*** Opening of Data listing ***

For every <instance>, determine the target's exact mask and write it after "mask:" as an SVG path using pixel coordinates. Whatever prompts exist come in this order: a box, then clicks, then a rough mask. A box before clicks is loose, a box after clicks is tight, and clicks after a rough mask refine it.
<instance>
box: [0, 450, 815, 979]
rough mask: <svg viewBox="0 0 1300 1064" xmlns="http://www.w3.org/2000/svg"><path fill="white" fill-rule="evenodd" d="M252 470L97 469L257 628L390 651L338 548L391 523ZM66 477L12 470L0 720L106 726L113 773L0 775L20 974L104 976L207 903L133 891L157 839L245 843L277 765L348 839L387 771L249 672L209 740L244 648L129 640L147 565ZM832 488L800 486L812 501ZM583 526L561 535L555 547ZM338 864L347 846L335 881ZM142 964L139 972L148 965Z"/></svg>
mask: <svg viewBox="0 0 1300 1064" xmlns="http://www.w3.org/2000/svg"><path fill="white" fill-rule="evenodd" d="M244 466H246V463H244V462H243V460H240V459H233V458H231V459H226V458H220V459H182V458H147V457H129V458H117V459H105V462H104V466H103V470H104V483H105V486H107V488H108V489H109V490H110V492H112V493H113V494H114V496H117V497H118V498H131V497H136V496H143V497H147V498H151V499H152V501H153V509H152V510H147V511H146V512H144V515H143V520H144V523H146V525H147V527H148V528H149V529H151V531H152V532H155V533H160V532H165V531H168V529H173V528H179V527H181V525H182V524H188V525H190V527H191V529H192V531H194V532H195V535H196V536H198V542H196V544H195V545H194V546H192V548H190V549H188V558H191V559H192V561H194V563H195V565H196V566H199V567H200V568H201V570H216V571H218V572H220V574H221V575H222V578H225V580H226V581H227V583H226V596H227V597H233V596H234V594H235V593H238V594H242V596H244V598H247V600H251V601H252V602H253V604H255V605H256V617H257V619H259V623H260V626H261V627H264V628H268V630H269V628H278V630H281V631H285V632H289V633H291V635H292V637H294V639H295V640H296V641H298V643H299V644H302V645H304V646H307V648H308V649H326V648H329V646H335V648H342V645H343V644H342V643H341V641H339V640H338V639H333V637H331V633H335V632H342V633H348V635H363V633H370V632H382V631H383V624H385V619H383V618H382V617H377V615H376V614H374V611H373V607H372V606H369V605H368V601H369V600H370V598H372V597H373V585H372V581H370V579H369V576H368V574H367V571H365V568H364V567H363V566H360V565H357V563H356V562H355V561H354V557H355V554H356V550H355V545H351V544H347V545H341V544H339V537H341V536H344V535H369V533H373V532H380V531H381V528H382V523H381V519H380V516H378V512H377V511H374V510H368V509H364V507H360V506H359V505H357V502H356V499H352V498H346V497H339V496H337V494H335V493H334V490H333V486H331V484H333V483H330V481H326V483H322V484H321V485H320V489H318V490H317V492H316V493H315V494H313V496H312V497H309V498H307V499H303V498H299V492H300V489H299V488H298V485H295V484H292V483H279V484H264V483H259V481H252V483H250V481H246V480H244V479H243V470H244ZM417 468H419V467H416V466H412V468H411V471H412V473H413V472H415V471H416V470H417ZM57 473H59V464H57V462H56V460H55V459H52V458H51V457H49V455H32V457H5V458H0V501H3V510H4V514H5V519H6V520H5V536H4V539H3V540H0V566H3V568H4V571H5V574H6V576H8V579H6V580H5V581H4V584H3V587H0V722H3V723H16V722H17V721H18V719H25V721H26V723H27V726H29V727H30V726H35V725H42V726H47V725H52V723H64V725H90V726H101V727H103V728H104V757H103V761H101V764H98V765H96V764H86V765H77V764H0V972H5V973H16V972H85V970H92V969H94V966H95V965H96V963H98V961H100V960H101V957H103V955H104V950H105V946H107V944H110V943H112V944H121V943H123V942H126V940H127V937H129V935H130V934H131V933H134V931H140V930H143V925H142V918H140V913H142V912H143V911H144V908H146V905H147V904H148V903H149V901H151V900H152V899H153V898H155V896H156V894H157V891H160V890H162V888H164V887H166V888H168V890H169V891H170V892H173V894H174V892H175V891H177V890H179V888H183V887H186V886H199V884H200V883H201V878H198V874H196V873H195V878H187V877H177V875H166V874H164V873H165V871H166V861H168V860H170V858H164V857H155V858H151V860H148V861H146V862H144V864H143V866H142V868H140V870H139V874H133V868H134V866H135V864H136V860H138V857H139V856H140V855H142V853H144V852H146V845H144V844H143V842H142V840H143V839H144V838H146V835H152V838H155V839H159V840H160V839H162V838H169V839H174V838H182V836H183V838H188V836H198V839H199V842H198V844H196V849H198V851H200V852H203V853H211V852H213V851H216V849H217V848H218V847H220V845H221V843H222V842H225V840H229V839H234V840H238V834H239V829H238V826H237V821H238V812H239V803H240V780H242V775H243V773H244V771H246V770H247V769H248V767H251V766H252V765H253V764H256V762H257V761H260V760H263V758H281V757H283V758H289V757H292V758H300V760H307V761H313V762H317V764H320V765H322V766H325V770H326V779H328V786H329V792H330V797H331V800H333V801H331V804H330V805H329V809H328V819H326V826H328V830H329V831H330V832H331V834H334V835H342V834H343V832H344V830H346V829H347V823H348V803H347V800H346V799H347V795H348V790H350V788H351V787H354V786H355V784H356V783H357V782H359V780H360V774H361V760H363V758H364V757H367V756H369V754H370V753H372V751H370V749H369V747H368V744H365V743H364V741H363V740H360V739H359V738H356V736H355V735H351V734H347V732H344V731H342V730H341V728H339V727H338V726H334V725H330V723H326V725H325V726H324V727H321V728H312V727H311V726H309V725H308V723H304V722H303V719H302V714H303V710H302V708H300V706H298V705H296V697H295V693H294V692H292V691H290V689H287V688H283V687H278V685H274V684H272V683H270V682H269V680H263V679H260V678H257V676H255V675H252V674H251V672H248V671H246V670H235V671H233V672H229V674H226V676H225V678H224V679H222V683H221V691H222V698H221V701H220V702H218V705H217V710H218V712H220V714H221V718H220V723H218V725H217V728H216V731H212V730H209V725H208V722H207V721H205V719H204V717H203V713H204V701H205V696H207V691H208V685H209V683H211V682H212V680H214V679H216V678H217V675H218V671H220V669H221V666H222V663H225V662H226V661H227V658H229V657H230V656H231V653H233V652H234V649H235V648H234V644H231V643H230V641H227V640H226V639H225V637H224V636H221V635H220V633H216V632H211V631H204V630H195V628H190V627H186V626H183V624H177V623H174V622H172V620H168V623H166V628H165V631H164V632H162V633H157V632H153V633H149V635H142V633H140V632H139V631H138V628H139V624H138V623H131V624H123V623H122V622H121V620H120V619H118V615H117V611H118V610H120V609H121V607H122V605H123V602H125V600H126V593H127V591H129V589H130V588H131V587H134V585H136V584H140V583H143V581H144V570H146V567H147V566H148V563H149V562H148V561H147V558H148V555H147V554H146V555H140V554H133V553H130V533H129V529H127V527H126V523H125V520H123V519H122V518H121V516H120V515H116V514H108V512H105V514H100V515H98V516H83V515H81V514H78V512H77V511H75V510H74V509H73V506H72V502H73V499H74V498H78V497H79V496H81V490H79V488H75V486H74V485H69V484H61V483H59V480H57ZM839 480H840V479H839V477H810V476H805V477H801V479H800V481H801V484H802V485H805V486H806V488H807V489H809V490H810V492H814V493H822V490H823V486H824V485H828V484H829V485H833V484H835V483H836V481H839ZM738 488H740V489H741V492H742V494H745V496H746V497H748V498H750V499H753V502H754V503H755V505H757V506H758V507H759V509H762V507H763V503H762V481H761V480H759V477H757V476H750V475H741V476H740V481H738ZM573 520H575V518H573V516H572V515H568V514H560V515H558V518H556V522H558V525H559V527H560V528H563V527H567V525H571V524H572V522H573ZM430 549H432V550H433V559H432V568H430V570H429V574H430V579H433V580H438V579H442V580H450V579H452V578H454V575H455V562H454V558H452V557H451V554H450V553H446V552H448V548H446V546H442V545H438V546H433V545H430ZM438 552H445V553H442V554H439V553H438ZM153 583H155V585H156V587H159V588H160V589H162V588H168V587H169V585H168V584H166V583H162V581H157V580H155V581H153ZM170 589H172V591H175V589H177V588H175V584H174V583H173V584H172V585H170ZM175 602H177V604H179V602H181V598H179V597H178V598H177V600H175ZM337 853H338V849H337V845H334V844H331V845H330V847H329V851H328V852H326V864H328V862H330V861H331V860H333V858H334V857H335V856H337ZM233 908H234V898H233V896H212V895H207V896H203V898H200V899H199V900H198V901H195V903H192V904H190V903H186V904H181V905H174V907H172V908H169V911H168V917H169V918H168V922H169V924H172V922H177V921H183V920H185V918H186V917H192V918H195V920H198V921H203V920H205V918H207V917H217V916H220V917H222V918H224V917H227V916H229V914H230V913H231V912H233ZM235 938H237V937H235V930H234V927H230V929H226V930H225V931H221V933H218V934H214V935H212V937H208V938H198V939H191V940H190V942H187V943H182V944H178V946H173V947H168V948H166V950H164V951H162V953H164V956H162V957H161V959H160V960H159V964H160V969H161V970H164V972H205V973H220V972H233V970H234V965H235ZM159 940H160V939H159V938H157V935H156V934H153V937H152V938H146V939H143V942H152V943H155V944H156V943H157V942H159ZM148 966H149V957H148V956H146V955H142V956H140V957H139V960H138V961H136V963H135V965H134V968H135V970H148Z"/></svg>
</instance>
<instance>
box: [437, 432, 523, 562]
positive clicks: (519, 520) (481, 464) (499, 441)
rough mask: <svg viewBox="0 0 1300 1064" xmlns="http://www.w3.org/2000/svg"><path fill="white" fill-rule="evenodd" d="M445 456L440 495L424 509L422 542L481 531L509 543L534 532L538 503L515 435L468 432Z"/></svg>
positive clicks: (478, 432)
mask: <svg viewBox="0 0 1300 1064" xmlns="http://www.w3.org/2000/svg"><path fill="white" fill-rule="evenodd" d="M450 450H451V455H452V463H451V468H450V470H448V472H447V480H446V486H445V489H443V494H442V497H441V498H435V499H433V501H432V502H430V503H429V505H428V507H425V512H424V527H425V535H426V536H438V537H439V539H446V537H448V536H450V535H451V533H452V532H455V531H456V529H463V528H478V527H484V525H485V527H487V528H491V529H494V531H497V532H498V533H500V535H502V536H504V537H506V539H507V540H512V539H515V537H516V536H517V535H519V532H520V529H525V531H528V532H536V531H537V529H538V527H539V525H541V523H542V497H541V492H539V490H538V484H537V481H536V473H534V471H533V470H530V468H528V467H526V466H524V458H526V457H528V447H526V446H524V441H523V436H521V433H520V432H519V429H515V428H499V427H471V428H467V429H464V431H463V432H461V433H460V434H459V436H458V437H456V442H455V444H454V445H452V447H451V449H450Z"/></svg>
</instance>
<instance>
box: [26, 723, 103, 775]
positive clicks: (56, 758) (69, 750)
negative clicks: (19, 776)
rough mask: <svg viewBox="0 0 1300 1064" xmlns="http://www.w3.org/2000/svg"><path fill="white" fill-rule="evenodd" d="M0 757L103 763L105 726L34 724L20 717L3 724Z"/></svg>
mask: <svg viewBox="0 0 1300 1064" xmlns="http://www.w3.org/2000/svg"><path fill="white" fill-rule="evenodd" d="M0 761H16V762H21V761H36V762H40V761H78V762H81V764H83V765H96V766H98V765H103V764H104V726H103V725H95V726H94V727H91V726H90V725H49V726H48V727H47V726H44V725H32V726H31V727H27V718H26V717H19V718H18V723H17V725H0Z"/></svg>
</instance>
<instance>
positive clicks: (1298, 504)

*** Close of Data listing ***

• **Exercise aim**
Nothing beyond the lines from the start of the entries through the line with "box: [0, 450, 815, 979]" should appear. Repeat those lines exactly, both ends included.

• **Exercise response**
For every <instance>, determine the target's exact mask and write it after "mask:" as an SVG path using pixel coordinates. Whatever prompts exist come in this order: a box, then clicks, then a rough mask. A box before clicks is loose, a box after clicks is tight, and clicks after a rough mask refine it.
<instance>
box: [0, 450, 815, 979]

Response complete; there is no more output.